━━━━━ GIVEN PASSAGE

It's OK to write a short RFC
The best tool for better decision-making
Building a successful company comes down to repeatedly making good decisions and learning from the bad ones. Request For Comments (RFCs) are my favorite decision-making tool that, if used correctly, can help you with both.1
RFCs have been long established among most engineering teams2 to improve their technical decisions. But you should use them for all your decisions.
What is an RFC? You write down your thoughts about a decision and then ask other people for asynchronous feedback.
Why ask others for their opinion?
- Different people suffer from different biases and by putting our brains together we can arrive at better decisions than any individual could.3
- You make people feel heard and get their buy-in more easily.
- It makes the decision-making process more transparent.
Why in a written format?
- Good thinking is needed for good decisions and it's easier to do good thinking silently. Good writing is good thinking.
- Forcing you to write down your thoughts is a good rubber duck debugging exercise to help you spot faults in your own thinking.
- Written arguments are easier to dissect and respond to than verbal arguments.4
- It evens the playing field for introverts vs extroverts.
- Many rhetorical tricks to convince someone of a faulty argument don't work as well in writing.
- Most decisions that affect multiple people need to be documented anyways (if for nothing else but communicating the decision). A simple heuristic: if you need to communicate a decision to multiple people, you might as well write an RFC.
- One of the largest impediments to learning how to make better decisions is called "resulting": confusing the quality of an outcome with the quality of a decision. Written documents act as a snapshot of the context and thinking at the time of decision making, helping you to learn and improve as you look back.
- It’s asynchronous and shines in a remote setting.5
- Writing scales. Meetings don't.
“RFCs slow us down.”
If you’ve seen a long and detailed RFC that lists all possible options of a decision and includes an extensive comparison thereof, you might think to yourself:
This must have taken a lot of time to write!
And for your own next decision, you might think:
We need to move fast. Writing RFCs just slows us down.6
And you’re not wrong.

━━━━━━━━━━

* STATED TASK 1:
In the RFC post, what is an RFC?
* STATED TASK 2:
Print the passage of the RFC post between "If you’ve seen" and "you’re not wrong.", inclusive.
* STATED TASK 3:
Decide whether each statement agrees with the RFC post, answering yes or no and quoting the words that settle it. (a) Writing scales better than meetings do. (b) Verbal arguments are easier to respond to than written ones. (c) RFCs should be kept to technical decisions.

━━━━━ DATASET EXTRACT

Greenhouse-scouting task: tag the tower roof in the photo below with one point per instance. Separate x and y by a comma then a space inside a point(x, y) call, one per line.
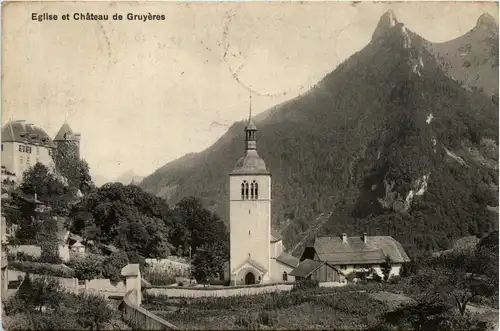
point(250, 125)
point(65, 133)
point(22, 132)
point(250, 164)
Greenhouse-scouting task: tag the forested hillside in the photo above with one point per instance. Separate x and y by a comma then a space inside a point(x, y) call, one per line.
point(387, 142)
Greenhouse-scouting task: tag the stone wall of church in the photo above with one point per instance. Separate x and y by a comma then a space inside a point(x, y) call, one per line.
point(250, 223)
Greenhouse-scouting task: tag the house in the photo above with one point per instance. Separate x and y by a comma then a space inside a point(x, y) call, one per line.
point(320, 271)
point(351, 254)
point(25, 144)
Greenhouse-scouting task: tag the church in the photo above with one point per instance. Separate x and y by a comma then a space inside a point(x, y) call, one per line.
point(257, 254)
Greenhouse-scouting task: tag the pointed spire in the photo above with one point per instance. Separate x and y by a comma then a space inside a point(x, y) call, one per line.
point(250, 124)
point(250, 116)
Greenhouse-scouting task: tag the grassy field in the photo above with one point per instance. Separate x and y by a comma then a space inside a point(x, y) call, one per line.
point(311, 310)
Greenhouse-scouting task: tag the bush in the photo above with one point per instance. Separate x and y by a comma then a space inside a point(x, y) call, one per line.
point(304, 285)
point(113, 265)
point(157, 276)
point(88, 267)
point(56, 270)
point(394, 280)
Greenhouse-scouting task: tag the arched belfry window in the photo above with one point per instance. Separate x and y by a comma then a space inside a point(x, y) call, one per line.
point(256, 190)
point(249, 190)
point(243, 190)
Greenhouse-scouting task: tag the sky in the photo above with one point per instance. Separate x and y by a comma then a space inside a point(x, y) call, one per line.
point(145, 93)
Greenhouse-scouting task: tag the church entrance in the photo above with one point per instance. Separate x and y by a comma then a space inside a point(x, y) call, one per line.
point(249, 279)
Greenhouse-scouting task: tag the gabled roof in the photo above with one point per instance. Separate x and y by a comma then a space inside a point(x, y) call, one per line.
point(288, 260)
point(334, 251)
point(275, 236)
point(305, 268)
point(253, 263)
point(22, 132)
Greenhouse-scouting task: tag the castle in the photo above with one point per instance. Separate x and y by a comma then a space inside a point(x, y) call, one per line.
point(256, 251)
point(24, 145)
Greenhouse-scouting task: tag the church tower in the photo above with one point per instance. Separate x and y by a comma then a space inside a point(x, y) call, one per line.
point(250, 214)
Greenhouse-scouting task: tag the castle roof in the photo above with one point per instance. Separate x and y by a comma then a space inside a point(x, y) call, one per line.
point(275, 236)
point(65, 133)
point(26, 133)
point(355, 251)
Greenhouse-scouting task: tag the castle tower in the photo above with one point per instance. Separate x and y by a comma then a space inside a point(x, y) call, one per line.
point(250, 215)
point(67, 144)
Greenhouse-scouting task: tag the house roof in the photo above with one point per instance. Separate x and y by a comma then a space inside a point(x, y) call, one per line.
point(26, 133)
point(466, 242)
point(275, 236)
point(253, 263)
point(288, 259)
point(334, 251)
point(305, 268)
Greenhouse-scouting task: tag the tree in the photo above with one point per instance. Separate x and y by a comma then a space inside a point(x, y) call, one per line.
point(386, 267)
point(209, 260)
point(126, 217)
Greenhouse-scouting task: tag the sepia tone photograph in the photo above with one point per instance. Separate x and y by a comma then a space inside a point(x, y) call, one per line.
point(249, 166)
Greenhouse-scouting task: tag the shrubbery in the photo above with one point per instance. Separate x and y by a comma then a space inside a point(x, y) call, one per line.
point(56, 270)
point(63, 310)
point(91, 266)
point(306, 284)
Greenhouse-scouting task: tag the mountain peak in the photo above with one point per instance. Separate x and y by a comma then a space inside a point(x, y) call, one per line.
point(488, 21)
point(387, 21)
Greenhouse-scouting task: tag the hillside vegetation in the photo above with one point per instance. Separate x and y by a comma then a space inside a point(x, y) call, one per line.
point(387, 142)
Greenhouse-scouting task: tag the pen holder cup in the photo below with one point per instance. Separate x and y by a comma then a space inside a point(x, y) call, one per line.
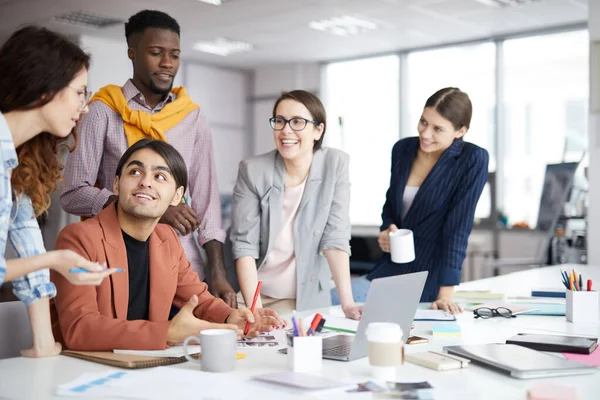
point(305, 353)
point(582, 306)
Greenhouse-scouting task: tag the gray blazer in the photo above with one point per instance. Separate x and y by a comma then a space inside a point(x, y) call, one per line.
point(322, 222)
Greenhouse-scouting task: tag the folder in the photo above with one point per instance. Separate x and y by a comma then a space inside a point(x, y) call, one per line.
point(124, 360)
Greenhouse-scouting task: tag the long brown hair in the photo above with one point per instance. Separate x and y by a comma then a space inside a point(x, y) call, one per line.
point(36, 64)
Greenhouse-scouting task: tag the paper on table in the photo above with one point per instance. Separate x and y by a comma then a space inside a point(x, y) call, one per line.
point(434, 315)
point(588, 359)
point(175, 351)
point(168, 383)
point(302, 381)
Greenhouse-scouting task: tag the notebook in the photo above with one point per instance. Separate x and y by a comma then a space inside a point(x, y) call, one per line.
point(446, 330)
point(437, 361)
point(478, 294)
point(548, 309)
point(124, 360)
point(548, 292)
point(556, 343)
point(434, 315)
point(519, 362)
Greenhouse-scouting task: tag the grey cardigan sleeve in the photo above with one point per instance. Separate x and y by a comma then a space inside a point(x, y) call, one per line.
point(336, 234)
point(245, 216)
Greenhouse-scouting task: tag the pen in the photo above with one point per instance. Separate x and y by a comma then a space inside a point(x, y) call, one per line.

━━━━━━━━━━

* FULL OUTPUT 1:
You write down your thoughts about a decision and then ask other people for asynchronous feedback.

* FULL OUTPUT 2:
If you’ve seen a long and detailed RFC that lists all possible options of a decision and includes an extensive comparison thereof, you might think to yourself:
This must have taken a lot of time to write!
And for your own next decision, you might think:
We need to move fast. Writing RFCs just slows us down.6
And you’re not wrong.

* FULL OUTPUT 3:
(a) Yes: "Writing scales. Meetings don't."
(b) No: "Written arguments are easier to dissect and respond to than verbal arguments"
(c) No: "But you should use them for all your decisions."